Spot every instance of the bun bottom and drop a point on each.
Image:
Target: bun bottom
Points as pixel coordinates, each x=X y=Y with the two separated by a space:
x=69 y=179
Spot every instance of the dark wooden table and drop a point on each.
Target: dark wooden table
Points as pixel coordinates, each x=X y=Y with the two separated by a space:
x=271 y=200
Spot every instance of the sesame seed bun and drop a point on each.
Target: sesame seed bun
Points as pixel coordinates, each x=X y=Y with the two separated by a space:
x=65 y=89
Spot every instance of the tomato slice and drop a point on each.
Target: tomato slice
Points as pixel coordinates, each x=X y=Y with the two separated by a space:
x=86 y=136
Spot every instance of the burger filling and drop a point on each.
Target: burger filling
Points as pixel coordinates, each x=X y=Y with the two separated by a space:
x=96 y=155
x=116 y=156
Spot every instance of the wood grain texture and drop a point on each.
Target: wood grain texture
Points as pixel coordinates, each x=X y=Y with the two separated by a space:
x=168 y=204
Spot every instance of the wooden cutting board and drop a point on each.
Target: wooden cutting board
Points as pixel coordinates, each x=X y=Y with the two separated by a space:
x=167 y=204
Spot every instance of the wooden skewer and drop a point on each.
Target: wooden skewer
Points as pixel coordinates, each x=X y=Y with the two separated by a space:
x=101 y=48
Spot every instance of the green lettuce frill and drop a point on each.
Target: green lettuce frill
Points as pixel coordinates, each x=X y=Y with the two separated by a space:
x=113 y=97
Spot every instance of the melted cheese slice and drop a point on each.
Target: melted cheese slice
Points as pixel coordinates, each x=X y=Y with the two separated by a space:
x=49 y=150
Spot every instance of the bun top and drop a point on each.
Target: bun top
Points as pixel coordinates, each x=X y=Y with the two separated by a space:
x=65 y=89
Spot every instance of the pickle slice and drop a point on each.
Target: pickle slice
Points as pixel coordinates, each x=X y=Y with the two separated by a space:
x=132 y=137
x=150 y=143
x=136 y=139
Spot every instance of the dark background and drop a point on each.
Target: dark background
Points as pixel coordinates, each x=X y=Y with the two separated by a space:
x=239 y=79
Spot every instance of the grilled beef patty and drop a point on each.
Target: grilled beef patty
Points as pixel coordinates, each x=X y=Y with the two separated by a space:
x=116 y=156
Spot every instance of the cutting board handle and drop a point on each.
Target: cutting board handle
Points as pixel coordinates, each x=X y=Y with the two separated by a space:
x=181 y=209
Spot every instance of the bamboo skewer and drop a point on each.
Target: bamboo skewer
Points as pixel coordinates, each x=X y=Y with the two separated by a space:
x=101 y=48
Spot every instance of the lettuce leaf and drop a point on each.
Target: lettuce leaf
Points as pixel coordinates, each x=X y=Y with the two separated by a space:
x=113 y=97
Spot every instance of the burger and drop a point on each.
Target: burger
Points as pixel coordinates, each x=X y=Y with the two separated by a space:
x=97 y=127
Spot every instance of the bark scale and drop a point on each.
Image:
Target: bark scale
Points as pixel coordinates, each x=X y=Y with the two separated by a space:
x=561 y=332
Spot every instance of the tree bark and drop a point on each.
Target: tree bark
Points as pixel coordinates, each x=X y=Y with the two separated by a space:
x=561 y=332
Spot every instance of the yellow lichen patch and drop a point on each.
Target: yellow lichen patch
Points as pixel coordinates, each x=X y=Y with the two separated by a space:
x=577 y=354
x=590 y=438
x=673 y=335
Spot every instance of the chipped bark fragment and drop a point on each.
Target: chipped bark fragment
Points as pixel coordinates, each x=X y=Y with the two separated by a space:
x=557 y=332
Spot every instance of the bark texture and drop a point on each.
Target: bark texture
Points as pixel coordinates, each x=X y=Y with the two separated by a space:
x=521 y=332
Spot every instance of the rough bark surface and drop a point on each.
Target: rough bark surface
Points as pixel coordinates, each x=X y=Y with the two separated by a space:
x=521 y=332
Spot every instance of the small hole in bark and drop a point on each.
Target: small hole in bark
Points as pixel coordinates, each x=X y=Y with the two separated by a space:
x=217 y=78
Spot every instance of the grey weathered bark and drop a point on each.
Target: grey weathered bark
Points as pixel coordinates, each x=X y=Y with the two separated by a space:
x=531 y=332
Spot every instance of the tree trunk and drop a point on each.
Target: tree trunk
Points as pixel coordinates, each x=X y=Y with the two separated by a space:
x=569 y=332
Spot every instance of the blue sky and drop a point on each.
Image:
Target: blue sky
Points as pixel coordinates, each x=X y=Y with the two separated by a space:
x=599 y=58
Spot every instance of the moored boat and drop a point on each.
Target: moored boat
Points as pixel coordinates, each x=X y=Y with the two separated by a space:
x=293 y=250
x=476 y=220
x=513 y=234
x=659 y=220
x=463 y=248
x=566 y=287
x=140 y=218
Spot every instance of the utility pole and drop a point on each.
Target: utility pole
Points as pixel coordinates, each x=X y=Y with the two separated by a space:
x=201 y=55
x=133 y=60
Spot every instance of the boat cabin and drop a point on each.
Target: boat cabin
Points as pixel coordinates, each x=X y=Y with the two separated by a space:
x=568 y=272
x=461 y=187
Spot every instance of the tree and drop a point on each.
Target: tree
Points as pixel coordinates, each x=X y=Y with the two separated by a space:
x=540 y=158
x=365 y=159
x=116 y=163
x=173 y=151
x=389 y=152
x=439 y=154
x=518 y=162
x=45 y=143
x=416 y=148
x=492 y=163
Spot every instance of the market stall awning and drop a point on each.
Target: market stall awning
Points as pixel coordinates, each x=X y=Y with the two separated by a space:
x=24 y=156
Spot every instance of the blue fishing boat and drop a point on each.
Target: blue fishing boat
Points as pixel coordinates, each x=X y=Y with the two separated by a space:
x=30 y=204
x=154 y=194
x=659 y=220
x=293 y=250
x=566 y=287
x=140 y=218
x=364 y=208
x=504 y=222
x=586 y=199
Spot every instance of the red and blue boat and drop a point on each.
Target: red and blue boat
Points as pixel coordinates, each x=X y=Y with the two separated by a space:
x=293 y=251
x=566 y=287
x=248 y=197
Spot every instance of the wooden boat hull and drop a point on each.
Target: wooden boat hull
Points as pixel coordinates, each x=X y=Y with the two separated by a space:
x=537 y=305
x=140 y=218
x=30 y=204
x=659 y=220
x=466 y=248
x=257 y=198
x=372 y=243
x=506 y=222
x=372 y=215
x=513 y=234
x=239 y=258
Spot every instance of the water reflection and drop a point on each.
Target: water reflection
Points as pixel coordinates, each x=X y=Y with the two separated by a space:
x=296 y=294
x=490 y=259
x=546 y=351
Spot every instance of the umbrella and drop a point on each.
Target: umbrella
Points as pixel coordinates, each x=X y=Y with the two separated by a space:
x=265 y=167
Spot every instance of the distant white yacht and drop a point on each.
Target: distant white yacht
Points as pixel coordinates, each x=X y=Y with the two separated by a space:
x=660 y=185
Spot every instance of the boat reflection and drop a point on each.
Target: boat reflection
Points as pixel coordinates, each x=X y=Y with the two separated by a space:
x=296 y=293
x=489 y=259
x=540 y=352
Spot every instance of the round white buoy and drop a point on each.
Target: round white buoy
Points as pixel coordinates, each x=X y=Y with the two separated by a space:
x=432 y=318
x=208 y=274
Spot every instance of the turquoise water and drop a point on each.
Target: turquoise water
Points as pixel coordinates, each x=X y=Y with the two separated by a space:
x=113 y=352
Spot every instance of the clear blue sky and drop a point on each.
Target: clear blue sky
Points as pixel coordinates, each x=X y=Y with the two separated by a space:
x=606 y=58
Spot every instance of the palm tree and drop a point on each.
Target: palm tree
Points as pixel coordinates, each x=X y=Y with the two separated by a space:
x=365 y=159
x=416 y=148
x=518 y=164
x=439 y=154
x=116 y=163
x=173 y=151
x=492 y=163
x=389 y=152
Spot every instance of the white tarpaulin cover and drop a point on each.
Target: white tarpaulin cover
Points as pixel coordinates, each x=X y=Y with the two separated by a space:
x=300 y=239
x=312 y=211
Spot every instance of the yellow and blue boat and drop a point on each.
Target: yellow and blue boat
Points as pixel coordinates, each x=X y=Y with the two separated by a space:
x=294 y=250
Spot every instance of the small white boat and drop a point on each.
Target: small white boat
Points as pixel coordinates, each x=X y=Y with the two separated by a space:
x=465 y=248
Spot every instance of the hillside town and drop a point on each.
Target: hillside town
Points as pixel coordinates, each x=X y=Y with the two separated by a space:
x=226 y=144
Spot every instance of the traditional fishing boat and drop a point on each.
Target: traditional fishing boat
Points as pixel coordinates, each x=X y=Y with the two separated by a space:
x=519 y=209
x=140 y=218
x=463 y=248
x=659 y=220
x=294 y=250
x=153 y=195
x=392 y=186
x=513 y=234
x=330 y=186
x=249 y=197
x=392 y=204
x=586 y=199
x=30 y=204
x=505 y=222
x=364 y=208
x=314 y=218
• • • • •
INSTRUCTIONS FOR THE TASK = Output the listing verbatim through the "Target: dark wooden table" line.

THE COMPLETED TASK =
Spot every instance of the bun bottom and drop a point on each.
Image:
Target: bun bottom
Points as pixel coordinates, each x=X y=Y with the two separated by a space:
x=69 y=179
Spot every instance of the dark wooden table and drop a point on each.
Target: dark wooden table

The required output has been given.